*TO DO*. Return the stretch of the article on artificial intelligence and the manufacturing of reality from "Truth decayArtificial Intelligence" through "participation is at risk.", copied word for word.
** Start of DOCUMENT **
Truth decayArtificial Intelligence and the Manufacturing of Reality

By Christopher Paul and Marek N. Posard

Published 24 January 2020

The belief in conspiracy theories highlights the flaws humans carry with them in deciding what is or is not real. The internet and other technologies have made it easier to weaponize and exploit these flaws, beguiling more people faster and more compellingly than ever before. It is likely artificial intelligence will be used to exploit the weaknesses inherent in human nature at a scale, speed, and level of effectiveness previously unseen. Adversaries like Russia could pursue goals for using these manipulations to subtly reshape how targets view the world around them, effectively manufacturing their reality. If even some of our predictions are accurate, all governance reliant on public opinion, mass perception, or citizen participation is at risk.

In 2016, a third of surveyed Americans told researchers they believed the government was concealing what they knew about the “North Dakota Crash,” a conspiracy made up for the purposes of the survey by the researchers themselves. This crash never happened, but it highlights the flaws humans carry with them in deciding what is or is not real.
** End of DOCUMENT **
** Start of MATERIAL PROVIDED **
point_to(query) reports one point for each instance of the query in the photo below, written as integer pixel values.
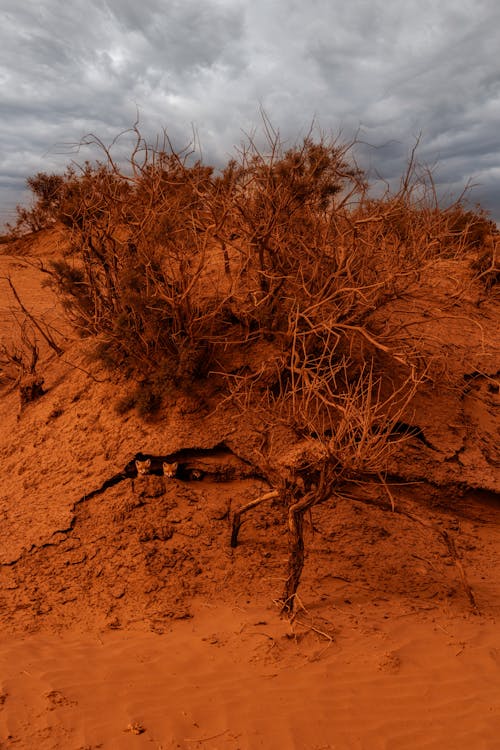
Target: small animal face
** End of MATERIAL PROVIDED **
*TASK OUTPUT*.
Truth decayArtificial Intelligence and the Manufacturing of Reality

By Christopher Paul and Marek N. Posard

Published 24 January 2020

The belief in conspiracy theories highlights the flaws humans carry with them in deciding what is or is not real. The internet and other technologies have made it easier to weaponize and exploit these flaws, beguiling more people faster and more compellingly than ever before. It is likely artificial intelligence will be used to exploit the weaknesses inherent in human nature at a scale, speed, and level of effectiveness previously unseen. Adversaries like Russia could pursue goals for using these manipulations to subtly reshape how targets view the world around them, effectively manufacturing their reality. If even some of our predictions are accurate, all governance reliant on public opinion, mass perception, or citizen participation is at risk.